Data extracts section start

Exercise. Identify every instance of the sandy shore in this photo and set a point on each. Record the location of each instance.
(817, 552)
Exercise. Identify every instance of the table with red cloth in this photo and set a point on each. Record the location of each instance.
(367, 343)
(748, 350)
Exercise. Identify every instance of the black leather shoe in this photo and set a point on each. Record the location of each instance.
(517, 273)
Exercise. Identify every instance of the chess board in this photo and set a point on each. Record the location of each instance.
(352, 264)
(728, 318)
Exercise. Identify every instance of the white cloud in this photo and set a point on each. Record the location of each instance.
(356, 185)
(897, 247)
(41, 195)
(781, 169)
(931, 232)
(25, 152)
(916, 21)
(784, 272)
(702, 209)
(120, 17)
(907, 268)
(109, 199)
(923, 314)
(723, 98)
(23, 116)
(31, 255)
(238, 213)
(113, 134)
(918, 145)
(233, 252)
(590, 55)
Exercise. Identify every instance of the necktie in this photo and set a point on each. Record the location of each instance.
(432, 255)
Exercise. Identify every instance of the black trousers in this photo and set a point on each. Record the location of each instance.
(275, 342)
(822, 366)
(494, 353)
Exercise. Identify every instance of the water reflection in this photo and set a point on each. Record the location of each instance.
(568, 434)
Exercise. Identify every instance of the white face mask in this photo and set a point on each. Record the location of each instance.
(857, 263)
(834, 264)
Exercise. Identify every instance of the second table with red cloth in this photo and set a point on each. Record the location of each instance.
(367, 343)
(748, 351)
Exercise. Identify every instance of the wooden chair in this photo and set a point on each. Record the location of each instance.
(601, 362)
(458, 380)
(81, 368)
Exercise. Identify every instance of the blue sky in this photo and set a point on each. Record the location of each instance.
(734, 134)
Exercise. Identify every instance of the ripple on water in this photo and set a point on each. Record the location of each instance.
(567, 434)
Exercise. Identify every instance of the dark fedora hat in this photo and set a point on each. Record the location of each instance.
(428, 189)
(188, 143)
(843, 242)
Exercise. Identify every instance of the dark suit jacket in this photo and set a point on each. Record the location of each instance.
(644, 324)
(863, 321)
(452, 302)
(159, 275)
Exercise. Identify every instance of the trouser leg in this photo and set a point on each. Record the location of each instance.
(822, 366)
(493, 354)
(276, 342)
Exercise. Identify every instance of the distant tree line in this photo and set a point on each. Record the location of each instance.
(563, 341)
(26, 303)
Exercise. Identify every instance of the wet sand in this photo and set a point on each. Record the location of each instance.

Data extracts section end

> What the exercise asks:
Set all of the records down again, exactly as they stand.

> Answer to the exercise:
Exercise. Identify every instance of the sandy shore in this photo and set a point on each. Record the location of each instance.
(817, 552)
Exercise. Identify every instance of the table with red cloth in this photo and set a point on each. Record the location of each instance.
(367, 343)
(748, 350)
Exercise. Identify every instance of the black leather shoe in this photo and set a point on each. Record the location of each instance.
(517, 273)
Exercise. Identify every instance of the chess board in this photo and set a point on each. Record the location of each instance.
(352, 264)
(728, 318)
Exercise. Identify every instance of the white cloud in this photo and set a point on each. Record the location of each instance.
(356, 185)
(897, 247)
(41, 195)
(781, 169)
(931, 232)
(25, 152)
(916, 21)
(784, 272)
(702, 209)
(120, 17)
(907, 268)
(109, 199)
(923, 314)
(723, 98)
(23, 116)
(31, 255)
(238, 213)
(113, 134)
(918, 145)
(233, 252)
(590, 55)
Exercise. Identify every instance of the necktie in this photo and set a point on each. Record the location of each instance.
(432, 255)
Exercise. Identify every instance of the black trousers in this photo and set a point on each. Record the location of each instance.
(275, 342)
(822, 366)
(494, 353)
Exercise. Identify every instance of the water reflection in this photo and set a point on each. Record the location of each instance.
(568, 434)
Exercise. Identify every instance of the white face mask in this photo and set a point on each. Record the location of each instance.
(857, 263)
(834, 264)
Exercise. Identify every instance of the second table with red cloth in this photo and set a point on each. Record the location of each instance.
(367, 343)
(748, 351)
Exercise. Identify every instance of the wooden chair in this photo and set a point on each. Record the location of each instance.
(601, 362)
(458, 380)
(81, 368)
Exercise. Identify every instance of the blue sky in this photo and set a point on each. Record the location of each instance.
(734, 134)
Exercise. Identify every instance of the ripple on water in this photo and set a point on each. Record the location of each instance.
(567, 434)
Exercise. Identify every instance of the dark fedora hat in this photo and set a point on each. Record the location of each instance.
(428, 189)
(188, 143)
(843, 242)
Exercise. Identify every instance of the dark suit jacket in this photo and set a point on each. Record the location of each instance.
(644, 324)
(863, 321)
(452, 302)
(159, 275)
Exercise. Identify every instance of the trouser leg in this photo and set a point on each. Record the location of each instance.
(822, 366)
(493, 354)
(276, 342)
Exercise. Identify every instance of the distant tree line in this photo and set a point on each. Record the location of each instance.
(563, 341)
(26, 303)
Exercise. Identify every instance of the wet sand in this photo and set a point on each. Record the location of each instance.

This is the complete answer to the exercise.